◆ Written instruction
Count how many lines below contain the string "door" and give only that number. Matches must have the same case.

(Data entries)
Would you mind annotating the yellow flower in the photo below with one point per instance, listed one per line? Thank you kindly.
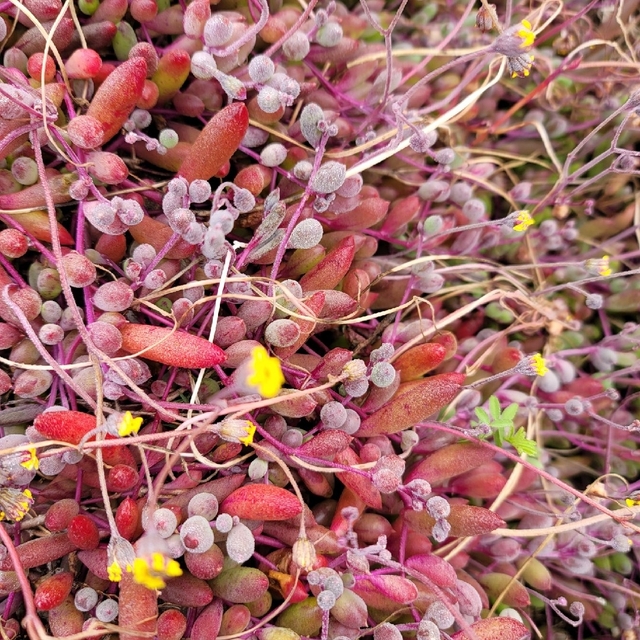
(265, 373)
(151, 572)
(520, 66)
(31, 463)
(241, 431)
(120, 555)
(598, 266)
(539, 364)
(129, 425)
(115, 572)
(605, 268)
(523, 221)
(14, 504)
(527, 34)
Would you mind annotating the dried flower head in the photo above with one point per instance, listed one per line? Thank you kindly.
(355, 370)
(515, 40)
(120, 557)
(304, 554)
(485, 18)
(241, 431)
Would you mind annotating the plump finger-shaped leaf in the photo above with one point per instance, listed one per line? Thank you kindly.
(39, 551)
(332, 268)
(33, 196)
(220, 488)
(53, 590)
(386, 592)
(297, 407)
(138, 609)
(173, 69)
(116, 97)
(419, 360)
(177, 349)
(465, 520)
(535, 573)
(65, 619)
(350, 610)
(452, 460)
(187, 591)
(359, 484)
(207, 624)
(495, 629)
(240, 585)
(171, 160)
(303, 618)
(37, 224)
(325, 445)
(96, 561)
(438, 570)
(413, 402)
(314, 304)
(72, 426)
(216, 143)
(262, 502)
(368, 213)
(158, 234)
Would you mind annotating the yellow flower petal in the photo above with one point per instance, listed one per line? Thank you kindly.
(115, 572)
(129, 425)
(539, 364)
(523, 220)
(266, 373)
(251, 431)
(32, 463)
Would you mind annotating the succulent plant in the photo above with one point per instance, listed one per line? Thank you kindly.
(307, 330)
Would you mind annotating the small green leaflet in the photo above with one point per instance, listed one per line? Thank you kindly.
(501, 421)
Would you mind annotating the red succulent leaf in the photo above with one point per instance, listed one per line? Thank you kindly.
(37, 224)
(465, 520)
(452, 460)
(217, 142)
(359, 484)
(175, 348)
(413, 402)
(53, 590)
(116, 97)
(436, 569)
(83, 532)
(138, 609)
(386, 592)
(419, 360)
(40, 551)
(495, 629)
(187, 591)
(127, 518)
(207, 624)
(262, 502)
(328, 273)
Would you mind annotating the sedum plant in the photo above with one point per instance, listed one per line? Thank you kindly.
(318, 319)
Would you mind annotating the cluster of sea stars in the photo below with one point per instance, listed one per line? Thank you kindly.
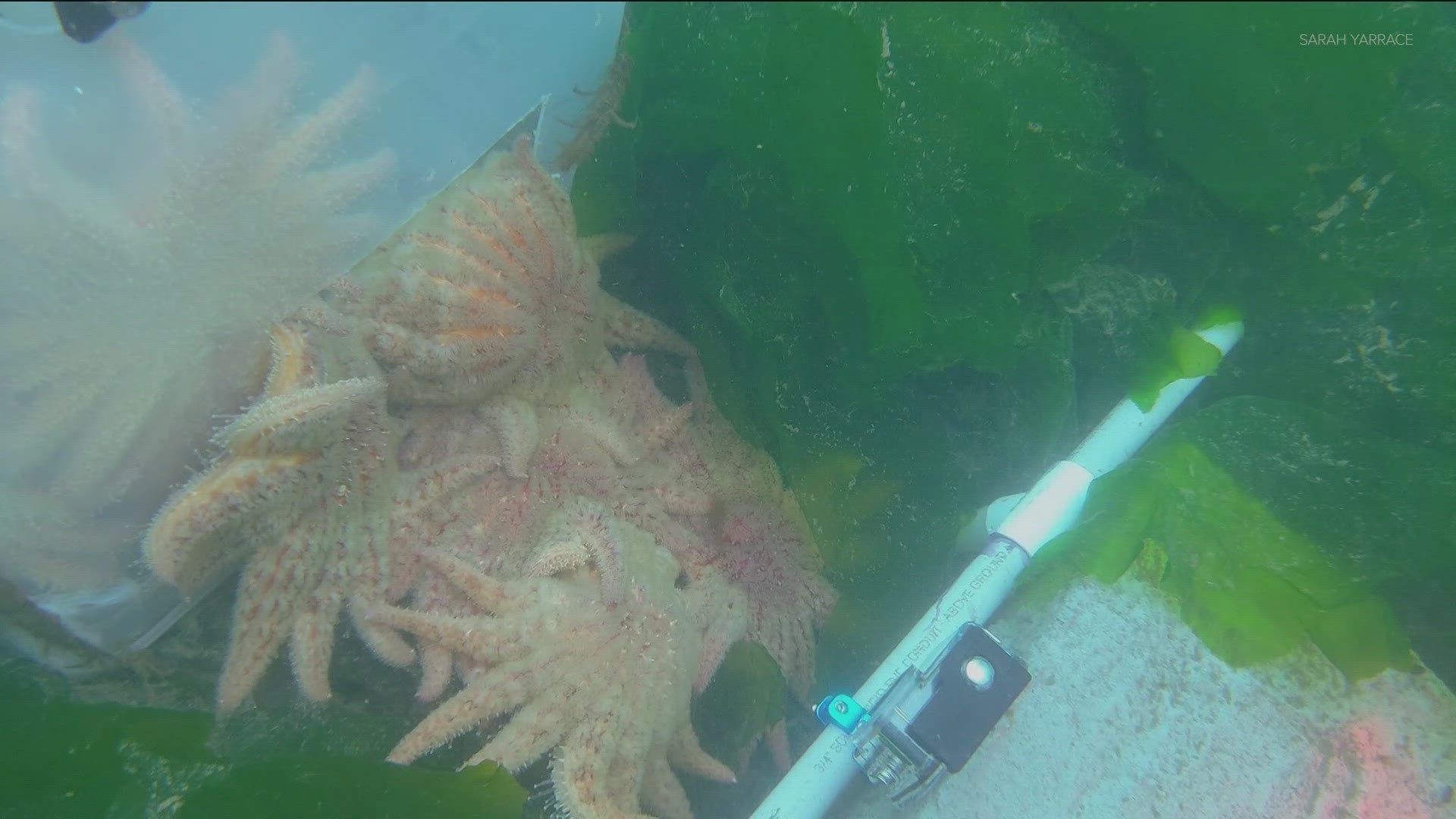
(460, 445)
---
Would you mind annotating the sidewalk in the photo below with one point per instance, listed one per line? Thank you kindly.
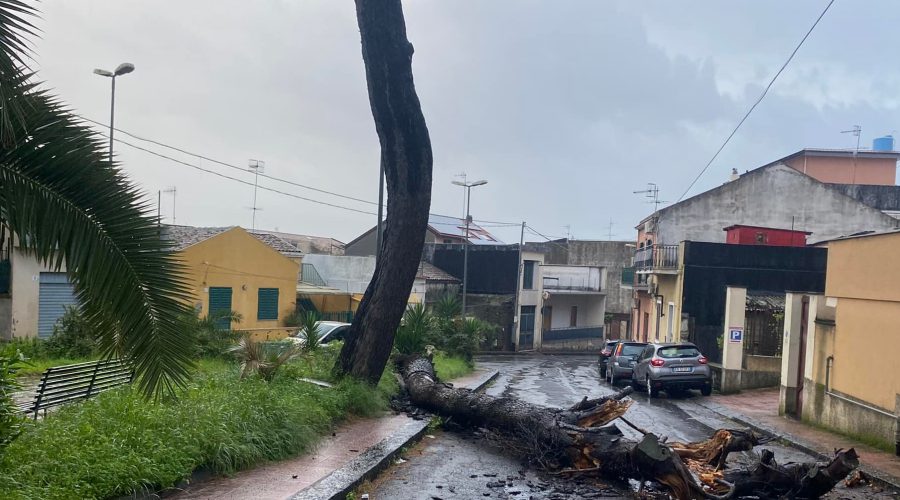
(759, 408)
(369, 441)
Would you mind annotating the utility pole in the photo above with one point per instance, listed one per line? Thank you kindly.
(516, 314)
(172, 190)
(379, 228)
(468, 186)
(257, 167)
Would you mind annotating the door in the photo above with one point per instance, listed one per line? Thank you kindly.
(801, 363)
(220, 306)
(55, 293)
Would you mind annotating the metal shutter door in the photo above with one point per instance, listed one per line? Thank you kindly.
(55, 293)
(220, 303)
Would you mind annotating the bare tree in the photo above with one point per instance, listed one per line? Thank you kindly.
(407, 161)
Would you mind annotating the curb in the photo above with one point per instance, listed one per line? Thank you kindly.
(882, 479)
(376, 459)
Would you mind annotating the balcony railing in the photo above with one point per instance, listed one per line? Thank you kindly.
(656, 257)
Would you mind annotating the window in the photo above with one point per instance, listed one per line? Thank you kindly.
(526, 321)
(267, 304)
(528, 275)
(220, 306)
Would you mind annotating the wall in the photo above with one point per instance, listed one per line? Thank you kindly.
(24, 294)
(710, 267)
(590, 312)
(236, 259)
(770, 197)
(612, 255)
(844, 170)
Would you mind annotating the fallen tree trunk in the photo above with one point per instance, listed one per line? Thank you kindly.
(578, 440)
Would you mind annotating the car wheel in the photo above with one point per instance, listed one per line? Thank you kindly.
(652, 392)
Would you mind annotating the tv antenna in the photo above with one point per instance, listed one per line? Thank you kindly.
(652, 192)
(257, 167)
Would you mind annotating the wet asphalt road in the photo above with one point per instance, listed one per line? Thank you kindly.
--
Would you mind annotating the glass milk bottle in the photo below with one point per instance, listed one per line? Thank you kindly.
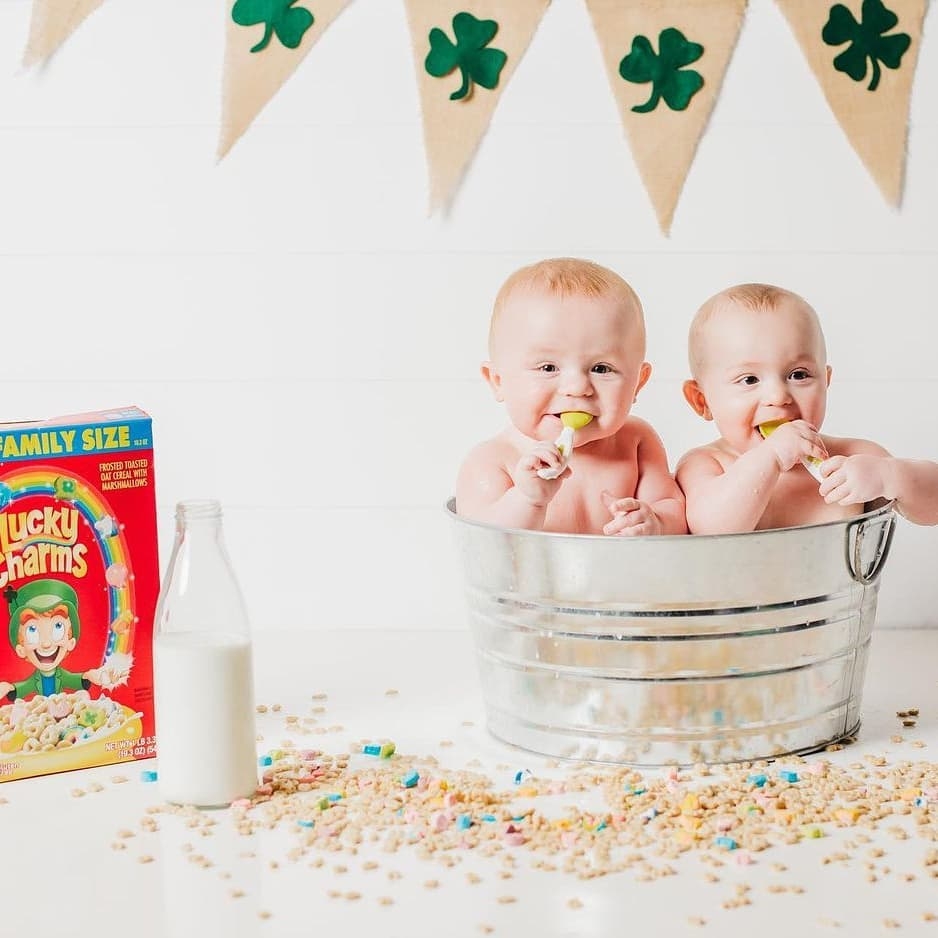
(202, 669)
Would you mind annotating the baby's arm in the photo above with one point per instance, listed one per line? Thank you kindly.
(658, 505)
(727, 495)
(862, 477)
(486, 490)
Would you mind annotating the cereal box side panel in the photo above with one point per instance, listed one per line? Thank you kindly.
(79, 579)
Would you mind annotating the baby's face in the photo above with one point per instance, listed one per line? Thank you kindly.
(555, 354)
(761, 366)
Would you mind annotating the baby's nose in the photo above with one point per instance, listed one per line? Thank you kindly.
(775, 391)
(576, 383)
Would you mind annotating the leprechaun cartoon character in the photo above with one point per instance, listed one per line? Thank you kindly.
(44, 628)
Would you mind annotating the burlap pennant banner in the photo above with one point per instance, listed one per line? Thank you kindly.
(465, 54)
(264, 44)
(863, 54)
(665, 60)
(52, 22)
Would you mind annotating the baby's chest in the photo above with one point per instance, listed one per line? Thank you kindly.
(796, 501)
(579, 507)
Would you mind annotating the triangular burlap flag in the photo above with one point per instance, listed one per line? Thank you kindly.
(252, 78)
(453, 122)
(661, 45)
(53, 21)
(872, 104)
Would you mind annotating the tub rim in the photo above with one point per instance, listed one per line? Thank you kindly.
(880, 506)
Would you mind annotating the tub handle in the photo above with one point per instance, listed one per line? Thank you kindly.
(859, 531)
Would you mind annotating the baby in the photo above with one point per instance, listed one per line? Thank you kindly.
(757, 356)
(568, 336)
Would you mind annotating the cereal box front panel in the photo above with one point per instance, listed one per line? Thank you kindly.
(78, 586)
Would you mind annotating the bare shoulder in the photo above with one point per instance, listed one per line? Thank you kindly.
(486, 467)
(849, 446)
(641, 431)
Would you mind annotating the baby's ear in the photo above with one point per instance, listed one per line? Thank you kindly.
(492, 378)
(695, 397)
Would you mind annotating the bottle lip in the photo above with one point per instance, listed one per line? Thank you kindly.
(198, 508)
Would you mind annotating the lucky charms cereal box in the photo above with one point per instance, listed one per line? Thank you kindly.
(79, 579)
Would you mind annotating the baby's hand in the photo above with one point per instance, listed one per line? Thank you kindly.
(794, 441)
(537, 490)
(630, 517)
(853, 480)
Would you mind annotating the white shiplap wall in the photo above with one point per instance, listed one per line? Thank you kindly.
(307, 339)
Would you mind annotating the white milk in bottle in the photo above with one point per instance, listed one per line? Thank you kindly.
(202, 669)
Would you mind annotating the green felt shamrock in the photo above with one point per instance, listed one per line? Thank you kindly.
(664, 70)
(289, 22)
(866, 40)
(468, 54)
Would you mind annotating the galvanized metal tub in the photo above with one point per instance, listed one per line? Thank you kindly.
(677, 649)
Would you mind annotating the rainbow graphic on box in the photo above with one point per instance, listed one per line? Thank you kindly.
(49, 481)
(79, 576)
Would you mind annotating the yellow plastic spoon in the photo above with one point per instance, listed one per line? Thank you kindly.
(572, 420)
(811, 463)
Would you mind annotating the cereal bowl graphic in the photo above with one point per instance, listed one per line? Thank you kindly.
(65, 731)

◆ Expected answer
2